What to work on: Carry on the article about getting your finances ready for retirement, starting right after its last sentence.

Disclaimer: The below is solely intended for informational purposes and in no way constitutes legal advice or specific recommendations.
When people plan for retirement, they’re often thinking about all the places they’ll travel to or the passion projects they can pursue in their newfound free time. In addition to the “fun stuff,” you may want to seriously consider the money you’ll need to maintain your day-to-day lifestyle without a steady paycheck. All that starts with smartly managing your finances now, so that you do not encounter any unpleasant surprises later.
Managing Your Savings And Debt
If you recognize behavior that includes impulse purchases and paying no more than the minimums on credit cards balances, you could be setting yourself up for failure with poor financial habits. As debt grows, you’re even less likely to set money aside for your retirement savings account.
No matter how close you are to retirement age, there are some steps you can take now to get your finances in order. Start paying down your credit card debt by putting as much money as you can into your lowest balance until it’s fully paid off. Then, only use a credit card when you know you can pay off the balance in full.
Once you’ve paid down each credit card, take whatever money you were paying monthly to those credit cards and start putting it into your savings account. If that isn’t possible, try to set aside $25, $50, or whatever you can afford from each paycheck and deposit within your savings account only.

Dataset excerpts:
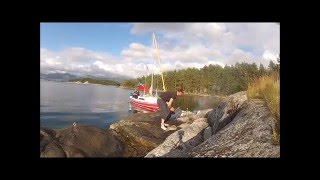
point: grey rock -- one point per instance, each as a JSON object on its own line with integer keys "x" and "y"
{"x": 226, "y": 111}
{"x": 248, "y": 135}
{"x": 179, "y": 142}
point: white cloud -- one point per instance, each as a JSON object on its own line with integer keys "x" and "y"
{"x": 181, "y": 45}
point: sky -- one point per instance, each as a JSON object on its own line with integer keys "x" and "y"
{"x": 127, "y": 49}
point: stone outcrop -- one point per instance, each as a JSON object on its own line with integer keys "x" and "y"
{"x": 226, "y": 111}
{"x": 80, "y": 141}
{"x": 179, "y": 142}
{"x": 248, "y": 135}
{"x": 236, "y": 128}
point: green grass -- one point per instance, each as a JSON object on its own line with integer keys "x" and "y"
{"x": 268, "y": 88}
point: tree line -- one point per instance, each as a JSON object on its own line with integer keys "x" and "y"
{"x": 96, "y": 81}
{"x": 211, "y": 79}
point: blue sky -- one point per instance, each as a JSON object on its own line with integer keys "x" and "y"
{"x": 112, "y": 49}
{"x": 108, "y": 37}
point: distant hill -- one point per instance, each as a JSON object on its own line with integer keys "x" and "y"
{"x": 96, "y": 81}
{"x": 58, "y": 76}
{"x": 68, "y": 76}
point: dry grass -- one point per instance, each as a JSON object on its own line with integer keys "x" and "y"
{"x": 268, "y": 88}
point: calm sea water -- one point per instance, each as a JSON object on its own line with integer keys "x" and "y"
{"x": 62, "y": 104}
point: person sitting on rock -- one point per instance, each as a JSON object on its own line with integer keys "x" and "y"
{"x": 164, "y": 102}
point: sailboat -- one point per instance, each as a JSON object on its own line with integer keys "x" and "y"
{"x": 148, "y": 102}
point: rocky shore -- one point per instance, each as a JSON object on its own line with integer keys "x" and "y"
{"x": 236, "y": 128}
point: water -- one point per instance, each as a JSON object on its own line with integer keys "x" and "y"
{"x": 63, "y": 103}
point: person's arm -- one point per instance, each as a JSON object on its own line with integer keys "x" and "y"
{"x": 170, "y": 103}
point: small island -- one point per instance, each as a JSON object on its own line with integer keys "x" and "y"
{"x": 95, "y": 81}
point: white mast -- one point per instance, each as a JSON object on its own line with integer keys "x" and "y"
{"x": 155, "y": 42}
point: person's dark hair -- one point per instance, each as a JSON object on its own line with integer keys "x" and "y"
{"x": 180, "y": 90}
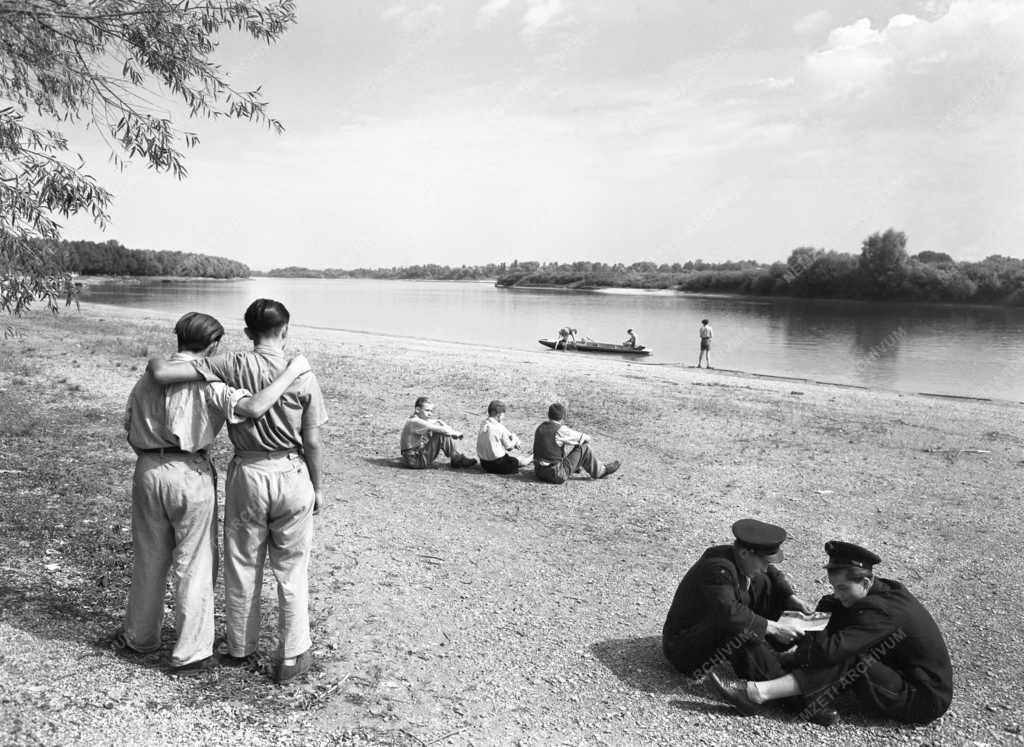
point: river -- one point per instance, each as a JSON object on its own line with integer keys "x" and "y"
{"x": 947, "y": 349}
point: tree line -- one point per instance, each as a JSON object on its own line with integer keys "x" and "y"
{"x": 883, "y": 271}
{"x": 110, "y": 257}
{"x": 413, "y": 272}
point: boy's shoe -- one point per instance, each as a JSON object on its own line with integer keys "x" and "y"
{"x": 196, "y": 667}
{"x": 120, "y": 646}
{"x": 732, "y": 692}
{"x": 300, "y": 667}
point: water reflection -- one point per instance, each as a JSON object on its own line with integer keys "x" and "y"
{"x": 968, "y": 350}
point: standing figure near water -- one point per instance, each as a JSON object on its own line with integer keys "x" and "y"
{"x": 271, "y": 493}
{"x": 174, "y": 496}
{"x": 706, "y": 335}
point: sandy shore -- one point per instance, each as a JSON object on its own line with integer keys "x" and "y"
{"x": 461, "y": 608}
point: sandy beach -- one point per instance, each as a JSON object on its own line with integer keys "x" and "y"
{"x": 454, "y": 607}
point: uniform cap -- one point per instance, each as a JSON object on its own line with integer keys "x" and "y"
{"x": 765, "y": 539}
{"x": 847, "y": 554}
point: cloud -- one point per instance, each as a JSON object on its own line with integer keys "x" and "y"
{"x": 859, "y": 59}
{"x": 545, "y": 14}
{"x": 812, "y": 23}
{"x": 413, "y": 14}
{"x": 491, "y": 10}
{"x": 776, "y": 83}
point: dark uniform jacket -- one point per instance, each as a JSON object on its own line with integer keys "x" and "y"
{"x": 889, "y": 626}
{"x": 545, "y": 447}
{"x": 714, "y": 612}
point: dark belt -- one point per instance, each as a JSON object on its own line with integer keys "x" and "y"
{"x": 172, "y": 450}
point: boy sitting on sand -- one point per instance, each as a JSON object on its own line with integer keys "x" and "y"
{"x": 424, "y": 437}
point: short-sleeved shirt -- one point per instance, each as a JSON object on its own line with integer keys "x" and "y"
{"x": 415, "y": 433}
{"x": 300, "y": 408}
{"x": 494, "y": 440}
{"x": 186, "y": 416}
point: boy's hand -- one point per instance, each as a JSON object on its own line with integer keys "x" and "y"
{"x": 299, "y": 365}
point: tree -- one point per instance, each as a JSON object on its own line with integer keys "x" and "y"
{"x": 883, "y": 259}
{"x": 98, "y": 63}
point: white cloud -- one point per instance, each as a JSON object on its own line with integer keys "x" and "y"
{"x": 776, "y": 83}
{"x": 545, "y": 14}
{"x": 491, "y": 10}
{"x": 859, "y": 59}
{"x": 812, "y": 23}
{"x": 413, "y": 14}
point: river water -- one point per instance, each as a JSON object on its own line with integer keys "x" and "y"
{"x": 948, "y": 349}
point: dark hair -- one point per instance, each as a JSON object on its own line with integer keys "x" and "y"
{"x": 265, "y": 316}
{"x": 853, "y": 574}
{"x": 198, "y": 331}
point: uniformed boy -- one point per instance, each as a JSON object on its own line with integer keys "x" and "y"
{"x": 880, "y": 642}
{"x": 727, "y": 607}
{"x": 174, "y": 502}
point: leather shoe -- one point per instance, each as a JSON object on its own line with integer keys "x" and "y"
{"x": 249, "y": 661}
{"x": 732, "y": 692}
{"x": 826, "y": 716}
{"x": 196, "y": 667}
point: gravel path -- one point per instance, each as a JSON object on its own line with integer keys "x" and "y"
{"x": 453, "y": 607}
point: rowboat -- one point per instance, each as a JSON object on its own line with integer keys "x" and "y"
{"x": 598, "y": 347}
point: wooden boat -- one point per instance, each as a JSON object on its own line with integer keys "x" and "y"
{"x": 581, "y": 346}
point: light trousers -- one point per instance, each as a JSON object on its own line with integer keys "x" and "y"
{"x": 174, "y": 521}
{"x": 268, "y": 517}
{"x": 580, "y": 457}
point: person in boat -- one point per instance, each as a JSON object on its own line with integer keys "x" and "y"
{"x": 706, "y": 335}
{"x": 495, "y": 444}
{"x": 424, "y": 438}
{"x": 566, "y": 336}
{"x": 727, "y": 607}
{"x": 880, "y": 642}
{"x": 559, "y": 451}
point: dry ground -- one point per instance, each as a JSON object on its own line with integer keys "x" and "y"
{"x": 460, "y": 608}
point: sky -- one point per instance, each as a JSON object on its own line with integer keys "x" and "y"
{"x": 466, "y": 132}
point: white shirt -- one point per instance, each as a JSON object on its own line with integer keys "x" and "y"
{"x": 495, "y": 441}
{"x": 186, "y": 415}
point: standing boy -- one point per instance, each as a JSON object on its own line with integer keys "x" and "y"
{"x": 706, "y": 335}
{"x": 174, "y": 501}
{"x": 273, "y": 489}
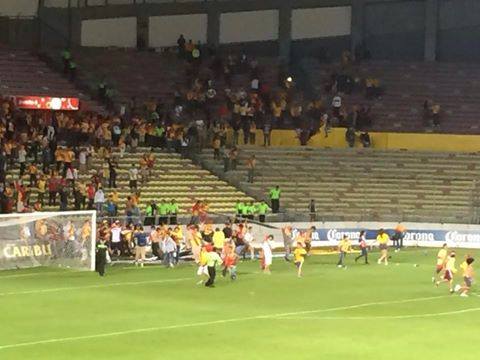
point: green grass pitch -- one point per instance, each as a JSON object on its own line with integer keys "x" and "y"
{"x": 362, "y": 312}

Output for this task:
Another way to help you save money is to create a budget you can follow. Run the numbers to figure out how much money you need for mortgage or rent, monthly bills, groceries and gas, and other necessities. Then take what’s leftover and set aside a percentage for your savings account. Once you have a final figure, give yourself a daily, weekly, or monthly allowance, and this will help keep you on track.
Tips For Saving And Growing Your Nest Egg
Having a healthy savings account is one step in the right direction, but you’ll need to do more to ensure you’re set up for retirement. According to Matthew Frankel of The Motley Fool, investing is an important step in growing your money in preparation for the years you won’t be working. A 401(k) and IRAs are good, but you should also consider putting a percentage of your savings into stocks and bonds. These assets can help you get cash flow over short or long-term periods.
While stocks are riskier than bonds, they’re also one of the most reliable for earning you a decent return on investment. Generally, the younger you are, the more your invested money should be in stocks, and the older you are, your money should start shifting more to bonds.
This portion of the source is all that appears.